(Excerpt provided)

We have some new boarders/horses that arrived last weekend.  One is a quarter horse, the other is a Clyde-cross, Marty.  Marty is actually a little bigger than Stu and right now is trying to figure out his place in the herd.  The new guys were put out with the other horses on Saturday.  Sunday, I was out on the trails with DH's Mom and a couple of other boarders.  There was a neigh from across the field, and then this huge horse appeared and came trotting towards us - head up, ears up, chest puffed out - making a bee-line right to Gem and I!  My heart started to race. Gem's head and ears were up, too, looking at Marty.  Imagine 1500 lbs coming at you.  I had visions of these two horses deciding to duke it out with me in the middle.  I turned Gem around and went back to my group, and as Marty was trying to come up to Gem from behind I just kept Gem moving, around and around.  There was some yelling, and Marty was eventually moved off by my body guards riding buddies and we continued our ride.  After I calmed down,  DH's Mom commented that I actually held it together pretty well, I didn't scream like a girl, and Gem behaved himself.   :-)

(End Excerpt provided)
(Material provided)

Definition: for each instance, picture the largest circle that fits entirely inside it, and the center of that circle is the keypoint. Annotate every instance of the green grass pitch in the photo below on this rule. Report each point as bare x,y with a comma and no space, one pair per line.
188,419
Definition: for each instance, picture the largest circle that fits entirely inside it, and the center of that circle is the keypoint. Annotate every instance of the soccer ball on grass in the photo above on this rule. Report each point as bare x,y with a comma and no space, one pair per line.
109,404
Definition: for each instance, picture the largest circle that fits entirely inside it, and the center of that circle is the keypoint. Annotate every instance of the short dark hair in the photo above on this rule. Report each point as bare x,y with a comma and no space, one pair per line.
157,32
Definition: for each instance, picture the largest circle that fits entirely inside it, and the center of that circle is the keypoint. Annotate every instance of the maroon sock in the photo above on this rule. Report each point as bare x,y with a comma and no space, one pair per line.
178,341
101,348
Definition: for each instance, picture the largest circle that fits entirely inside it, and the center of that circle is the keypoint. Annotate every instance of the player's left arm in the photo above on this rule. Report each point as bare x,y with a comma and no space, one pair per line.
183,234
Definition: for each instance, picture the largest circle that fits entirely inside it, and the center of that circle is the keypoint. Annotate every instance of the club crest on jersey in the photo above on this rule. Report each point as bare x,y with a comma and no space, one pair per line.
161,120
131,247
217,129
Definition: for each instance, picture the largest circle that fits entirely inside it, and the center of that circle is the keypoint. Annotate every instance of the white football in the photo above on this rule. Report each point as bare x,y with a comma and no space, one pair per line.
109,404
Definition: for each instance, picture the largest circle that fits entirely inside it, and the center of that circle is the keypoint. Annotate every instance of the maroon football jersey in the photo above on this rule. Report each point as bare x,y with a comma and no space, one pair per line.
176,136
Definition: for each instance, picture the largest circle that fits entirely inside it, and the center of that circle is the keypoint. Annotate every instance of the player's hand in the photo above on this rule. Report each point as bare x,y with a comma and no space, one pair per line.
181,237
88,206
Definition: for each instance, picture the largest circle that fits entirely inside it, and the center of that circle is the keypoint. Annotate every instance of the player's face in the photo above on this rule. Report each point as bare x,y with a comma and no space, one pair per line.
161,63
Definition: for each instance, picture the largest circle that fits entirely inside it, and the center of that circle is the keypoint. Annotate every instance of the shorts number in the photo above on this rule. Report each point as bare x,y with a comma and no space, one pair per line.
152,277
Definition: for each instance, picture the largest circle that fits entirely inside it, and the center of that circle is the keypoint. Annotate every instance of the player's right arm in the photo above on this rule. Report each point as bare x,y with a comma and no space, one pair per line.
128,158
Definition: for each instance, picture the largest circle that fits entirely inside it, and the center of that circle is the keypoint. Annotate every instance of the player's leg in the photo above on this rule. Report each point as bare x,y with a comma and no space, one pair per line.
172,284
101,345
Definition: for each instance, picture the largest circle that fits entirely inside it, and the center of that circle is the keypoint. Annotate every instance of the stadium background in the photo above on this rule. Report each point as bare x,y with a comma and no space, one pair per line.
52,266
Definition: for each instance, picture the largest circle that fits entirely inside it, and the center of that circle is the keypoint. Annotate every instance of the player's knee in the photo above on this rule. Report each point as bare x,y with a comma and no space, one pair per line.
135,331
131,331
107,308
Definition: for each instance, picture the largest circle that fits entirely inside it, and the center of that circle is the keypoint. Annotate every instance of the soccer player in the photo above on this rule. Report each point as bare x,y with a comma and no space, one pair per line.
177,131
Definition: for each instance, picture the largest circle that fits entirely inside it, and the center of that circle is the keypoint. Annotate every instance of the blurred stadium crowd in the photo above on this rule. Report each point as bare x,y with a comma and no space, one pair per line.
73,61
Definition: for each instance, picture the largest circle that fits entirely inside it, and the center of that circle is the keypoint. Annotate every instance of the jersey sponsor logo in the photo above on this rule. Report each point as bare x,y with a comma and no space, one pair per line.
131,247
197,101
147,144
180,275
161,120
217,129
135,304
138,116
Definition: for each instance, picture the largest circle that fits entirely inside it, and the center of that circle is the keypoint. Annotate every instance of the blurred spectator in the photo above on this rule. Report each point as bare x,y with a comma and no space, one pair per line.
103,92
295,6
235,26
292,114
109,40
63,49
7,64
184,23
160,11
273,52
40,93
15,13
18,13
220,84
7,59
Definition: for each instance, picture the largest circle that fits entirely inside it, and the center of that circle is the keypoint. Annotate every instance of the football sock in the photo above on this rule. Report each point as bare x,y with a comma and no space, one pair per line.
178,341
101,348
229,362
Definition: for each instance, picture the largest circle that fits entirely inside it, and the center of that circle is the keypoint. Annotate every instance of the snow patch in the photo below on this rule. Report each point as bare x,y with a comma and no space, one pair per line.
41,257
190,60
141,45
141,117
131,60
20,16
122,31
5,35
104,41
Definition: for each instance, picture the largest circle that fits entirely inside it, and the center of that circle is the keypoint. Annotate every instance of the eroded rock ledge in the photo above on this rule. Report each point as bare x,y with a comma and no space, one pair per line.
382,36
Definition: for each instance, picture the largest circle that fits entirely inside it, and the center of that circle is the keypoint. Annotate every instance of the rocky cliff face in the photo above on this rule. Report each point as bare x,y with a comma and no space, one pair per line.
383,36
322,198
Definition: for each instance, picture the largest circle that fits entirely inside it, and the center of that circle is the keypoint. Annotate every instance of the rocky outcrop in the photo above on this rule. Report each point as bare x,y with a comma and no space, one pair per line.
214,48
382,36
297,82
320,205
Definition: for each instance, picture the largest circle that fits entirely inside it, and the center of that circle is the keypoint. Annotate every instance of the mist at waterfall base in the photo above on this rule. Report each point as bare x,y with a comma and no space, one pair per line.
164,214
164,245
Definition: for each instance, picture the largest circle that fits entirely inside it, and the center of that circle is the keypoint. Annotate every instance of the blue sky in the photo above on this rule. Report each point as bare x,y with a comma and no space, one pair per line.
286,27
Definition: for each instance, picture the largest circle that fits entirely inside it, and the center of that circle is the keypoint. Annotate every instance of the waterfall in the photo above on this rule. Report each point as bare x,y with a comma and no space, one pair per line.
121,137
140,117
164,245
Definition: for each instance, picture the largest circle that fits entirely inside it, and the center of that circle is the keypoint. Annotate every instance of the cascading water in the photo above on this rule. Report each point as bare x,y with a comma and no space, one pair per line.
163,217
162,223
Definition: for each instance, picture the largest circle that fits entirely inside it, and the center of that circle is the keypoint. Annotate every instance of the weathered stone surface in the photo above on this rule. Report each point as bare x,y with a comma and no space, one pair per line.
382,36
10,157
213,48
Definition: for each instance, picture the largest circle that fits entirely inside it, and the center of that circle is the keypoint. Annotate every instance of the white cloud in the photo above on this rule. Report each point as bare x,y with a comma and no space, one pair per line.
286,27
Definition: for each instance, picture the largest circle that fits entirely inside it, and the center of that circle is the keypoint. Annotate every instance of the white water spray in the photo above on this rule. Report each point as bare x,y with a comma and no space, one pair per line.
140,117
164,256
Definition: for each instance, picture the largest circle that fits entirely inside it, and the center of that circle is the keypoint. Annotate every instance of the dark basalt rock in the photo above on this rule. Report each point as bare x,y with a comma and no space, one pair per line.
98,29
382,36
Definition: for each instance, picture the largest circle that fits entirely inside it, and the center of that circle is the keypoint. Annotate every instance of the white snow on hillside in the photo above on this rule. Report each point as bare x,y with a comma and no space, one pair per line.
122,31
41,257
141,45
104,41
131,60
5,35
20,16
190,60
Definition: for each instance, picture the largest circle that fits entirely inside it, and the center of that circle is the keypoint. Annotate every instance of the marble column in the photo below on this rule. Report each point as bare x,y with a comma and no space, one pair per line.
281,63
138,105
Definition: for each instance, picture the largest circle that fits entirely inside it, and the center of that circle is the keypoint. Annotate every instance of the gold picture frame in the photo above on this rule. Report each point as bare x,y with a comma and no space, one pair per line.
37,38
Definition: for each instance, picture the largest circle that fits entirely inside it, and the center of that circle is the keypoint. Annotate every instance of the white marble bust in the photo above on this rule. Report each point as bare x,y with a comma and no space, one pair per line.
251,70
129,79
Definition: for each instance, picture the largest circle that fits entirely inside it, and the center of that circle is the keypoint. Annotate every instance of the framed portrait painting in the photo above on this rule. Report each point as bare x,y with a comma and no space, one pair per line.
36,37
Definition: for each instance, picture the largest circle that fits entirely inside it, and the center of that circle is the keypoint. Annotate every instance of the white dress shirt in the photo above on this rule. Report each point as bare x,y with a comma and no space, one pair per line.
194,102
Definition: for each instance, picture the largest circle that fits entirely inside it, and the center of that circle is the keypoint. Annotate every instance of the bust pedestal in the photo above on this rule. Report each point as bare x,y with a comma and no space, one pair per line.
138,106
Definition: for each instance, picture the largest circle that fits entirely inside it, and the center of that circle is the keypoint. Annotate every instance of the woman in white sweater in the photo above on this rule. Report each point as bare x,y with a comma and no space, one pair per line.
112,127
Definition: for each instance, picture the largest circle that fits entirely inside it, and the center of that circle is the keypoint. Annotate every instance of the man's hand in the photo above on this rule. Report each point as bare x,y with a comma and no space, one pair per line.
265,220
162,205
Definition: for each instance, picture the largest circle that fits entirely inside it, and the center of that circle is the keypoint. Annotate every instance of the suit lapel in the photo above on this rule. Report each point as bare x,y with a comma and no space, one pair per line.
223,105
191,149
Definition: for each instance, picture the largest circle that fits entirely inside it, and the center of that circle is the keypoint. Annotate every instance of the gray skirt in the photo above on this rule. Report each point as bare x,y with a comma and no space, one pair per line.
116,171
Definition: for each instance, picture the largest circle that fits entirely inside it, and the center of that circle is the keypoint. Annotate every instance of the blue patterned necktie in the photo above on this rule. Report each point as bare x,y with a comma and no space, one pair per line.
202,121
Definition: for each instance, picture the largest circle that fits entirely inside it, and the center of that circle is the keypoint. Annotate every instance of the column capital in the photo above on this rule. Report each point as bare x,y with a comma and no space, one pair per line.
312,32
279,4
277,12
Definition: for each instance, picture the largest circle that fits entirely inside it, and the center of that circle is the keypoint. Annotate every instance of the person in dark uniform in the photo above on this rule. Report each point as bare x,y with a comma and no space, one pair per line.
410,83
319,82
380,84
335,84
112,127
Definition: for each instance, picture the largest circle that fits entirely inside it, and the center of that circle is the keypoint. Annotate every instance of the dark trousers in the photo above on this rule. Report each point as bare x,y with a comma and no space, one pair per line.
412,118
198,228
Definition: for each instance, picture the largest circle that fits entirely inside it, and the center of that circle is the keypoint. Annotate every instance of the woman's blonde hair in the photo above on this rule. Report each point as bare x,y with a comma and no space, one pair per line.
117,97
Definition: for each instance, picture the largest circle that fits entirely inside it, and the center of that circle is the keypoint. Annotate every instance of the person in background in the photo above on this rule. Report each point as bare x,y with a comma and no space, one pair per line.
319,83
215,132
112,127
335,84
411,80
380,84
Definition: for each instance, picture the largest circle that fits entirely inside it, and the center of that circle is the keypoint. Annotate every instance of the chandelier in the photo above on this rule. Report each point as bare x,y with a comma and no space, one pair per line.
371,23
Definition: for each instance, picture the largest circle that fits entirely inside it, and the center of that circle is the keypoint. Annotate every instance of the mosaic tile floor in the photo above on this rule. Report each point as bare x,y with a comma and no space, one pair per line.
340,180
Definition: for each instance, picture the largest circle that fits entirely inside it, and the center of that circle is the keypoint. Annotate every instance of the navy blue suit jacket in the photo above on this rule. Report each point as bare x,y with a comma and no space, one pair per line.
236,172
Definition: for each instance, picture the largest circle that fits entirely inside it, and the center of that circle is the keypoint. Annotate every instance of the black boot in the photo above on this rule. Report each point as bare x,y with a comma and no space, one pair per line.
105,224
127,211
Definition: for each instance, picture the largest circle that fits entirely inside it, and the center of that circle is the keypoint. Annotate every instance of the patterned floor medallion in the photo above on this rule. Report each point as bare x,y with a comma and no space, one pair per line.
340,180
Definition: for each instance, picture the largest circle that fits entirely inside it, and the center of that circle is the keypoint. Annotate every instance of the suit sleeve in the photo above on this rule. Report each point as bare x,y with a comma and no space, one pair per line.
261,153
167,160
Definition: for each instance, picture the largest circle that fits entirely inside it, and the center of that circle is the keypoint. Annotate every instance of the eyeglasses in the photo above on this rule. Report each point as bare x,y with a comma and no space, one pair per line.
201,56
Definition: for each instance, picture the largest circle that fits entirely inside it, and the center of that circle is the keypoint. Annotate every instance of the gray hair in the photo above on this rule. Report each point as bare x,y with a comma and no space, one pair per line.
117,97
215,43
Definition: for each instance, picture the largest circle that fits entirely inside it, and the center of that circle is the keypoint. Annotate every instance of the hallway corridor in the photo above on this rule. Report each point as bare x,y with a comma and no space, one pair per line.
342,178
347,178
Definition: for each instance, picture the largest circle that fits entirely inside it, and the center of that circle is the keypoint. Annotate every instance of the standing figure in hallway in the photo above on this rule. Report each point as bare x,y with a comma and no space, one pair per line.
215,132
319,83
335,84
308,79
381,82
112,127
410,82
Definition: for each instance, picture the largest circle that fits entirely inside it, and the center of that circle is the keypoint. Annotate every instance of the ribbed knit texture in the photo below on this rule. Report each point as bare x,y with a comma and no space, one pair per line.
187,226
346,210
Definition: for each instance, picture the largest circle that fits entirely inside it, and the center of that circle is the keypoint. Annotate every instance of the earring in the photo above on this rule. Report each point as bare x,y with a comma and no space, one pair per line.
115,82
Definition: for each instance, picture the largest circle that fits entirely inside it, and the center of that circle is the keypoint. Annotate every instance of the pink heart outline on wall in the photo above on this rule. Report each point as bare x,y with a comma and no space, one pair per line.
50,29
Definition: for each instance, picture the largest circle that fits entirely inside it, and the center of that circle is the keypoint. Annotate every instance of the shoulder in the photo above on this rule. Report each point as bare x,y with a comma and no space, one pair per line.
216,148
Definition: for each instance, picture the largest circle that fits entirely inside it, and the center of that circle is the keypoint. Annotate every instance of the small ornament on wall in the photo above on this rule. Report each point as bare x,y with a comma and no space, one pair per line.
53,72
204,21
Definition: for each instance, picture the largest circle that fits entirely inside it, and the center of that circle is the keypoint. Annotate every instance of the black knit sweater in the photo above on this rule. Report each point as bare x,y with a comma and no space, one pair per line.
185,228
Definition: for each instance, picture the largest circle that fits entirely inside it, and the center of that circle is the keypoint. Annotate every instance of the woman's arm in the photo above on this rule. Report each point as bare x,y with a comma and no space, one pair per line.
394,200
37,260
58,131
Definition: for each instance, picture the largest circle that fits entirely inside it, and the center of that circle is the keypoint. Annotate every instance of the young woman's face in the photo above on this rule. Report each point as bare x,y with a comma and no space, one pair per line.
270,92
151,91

(End Material provided)

### [Problem A]
Using the account of the new horses, answer these questions:
(i) Besides Marty, what kind of horse is the other new boarder?
(ii) On which day were the new horses put out with the other horses?
(iii) Who commented that the narrator held it together pretty well?
### [Problem B]
Resume the account of the new horses from the point where it stops, adding a few sentences.

### [Reply A]
(i) A quarter horse
(ii) Saturday
(iii) DH's Mom

### [Reply B]
* * * *

A few of us purchased Cashel Leg Guards for our horses.  These are mesh socks that allow for air circulation, but prevent bot flies from landing and laying eggs on your horse's legs.  They are quite sturdy and the quality is good; worth the $40.00 I would say.  You remove them when you ride.  I put them on Gem for the first time on Tuesday, after lesson.  DH's Mom inspected to make sure they weren't too loose or too tight.  Yesterday I emailed a fellow boarder asking if she would mind checking Gem's guards when she was at the barn.  She emailed be back saying that he had removed both.  There are four sturdy velcro closures on each sock, for cripes sakes!!  When I replied, "No way!", her response was what do you expect from a horse that can open his own stall door.  She has a point.  She kindly put them back on for me.  I got a text this morning from one of the ladies who works at the barn saying that he took them off again last night (he has night turnout) and she retrieved them from the small field and put them on his blanket rack.   Sigh.

* * * *

Last June.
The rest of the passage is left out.